-------- Data --------
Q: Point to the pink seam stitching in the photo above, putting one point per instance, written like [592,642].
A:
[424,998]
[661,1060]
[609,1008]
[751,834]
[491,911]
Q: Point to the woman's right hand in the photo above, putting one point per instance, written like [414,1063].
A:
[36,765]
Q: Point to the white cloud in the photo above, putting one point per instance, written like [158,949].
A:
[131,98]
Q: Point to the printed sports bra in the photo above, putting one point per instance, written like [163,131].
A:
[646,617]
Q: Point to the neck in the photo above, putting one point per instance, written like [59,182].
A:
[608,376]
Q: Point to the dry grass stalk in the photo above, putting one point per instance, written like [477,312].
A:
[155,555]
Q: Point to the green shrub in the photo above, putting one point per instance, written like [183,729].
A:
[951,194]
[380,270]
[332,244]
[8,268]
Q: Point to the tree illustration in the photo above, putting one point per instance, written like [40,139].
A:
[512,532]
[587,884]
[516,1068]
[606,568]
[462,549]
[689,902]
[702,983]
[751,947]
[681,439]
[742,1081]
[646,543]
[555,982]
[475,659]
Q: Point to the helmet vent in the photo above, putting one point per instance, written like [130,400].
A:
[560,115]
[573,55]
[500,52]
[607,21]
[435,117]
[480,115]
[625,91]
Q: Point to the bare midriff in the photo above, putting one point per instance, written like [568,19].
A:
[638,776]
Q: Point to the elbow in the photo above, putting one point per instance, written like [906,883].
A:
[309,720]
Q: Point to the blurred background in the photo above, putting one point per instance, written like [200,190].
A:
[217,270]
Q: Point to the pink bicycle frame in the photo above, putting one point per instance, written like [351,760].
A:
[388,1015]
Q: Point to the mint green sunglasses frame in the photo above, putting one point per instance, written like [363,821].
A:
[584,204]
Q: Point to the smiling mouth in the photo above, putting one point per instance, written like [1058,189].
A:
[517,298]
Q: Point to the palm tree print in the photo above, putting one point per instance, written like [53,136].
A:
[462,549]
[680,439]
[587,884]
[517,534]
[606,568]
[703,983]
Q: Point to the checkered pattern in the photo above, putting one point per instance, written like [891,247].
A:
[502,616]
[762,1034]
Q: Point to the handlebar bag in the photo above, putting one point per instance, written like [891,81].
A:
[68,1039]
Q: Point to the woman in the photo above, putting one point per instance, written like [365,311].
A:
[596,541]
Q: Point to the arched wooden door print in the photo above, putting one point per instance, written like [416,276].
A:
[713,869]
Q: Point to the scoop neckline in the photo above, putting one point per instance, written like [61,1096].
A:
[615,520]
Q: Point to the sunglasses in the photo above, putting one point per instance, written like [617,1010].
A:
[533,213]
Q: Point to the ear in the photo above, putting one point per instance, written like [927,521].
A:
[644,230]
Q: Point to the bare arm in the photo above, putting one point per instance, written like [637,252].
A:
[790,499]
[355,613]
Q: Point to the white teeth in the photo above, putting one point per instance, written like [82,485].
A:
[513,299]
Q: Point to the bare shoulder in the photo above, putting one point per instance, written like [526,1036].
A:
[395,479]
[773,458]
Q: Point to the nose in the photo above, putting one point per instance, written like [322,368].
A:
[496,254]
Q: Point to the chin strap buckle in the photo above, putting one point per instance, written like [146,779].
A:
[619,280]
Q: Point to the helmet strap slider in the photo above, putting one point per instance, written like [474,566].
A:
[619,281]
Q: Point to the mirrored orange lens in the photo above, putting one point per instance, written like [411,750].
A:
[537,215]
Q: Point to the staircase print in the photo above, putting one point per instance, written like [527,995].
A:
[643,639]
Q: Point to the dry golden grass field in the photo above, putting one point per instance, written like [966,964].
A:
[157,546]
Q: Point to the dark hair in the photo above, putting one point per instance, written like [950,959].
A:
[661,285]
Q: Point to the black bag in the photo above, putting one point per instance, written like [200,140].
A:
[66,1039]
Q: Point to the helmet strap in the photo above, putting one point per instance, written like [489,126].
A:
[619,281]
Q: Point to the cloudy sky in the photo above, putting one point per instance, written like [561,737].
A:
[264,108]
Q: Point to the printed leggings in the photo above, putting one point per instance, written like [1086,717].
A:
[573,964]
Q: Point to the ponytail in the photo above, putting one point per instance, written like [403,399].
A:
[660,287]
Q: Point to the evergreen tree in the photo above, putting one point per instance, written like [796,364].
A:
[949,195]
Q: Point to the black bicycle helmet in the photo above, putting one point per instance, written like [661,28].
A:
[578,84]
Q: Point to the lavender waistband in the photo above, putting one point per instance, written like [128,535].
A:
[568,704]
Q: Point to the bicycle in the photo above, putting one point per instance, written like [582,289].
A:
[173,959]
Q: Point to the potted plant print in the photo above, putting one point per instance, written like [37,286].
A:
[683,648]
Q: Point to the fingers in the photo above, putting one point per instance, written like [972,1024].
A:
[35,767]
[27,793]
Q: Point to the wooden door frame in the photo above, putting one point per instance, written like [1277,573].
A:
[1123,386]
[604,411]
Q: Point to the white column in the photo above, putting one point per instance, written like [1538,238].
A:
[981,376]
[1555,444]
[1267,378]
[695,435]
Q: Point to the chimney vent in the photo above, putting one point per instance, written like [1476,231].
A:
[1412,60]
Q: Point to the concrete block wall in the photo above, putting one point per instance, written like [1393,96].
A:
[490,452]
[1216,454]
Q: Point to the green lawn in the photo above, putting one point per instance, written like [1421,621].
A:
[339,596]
--------
- What you have to do -
Take each line from the preceding material that contains "frame" and copy it.

- Result of this exercise -
Q: Point to the pink bicycle frame in the photo above, putting one point per instance, written like [351,760].
Q: Point to the mint green sunglasses frame in the photo above, putting one point per instance, written like [363,821].
Q: Point to the wooden door frame in the photo above, putting one point per instance, written like [1277,573].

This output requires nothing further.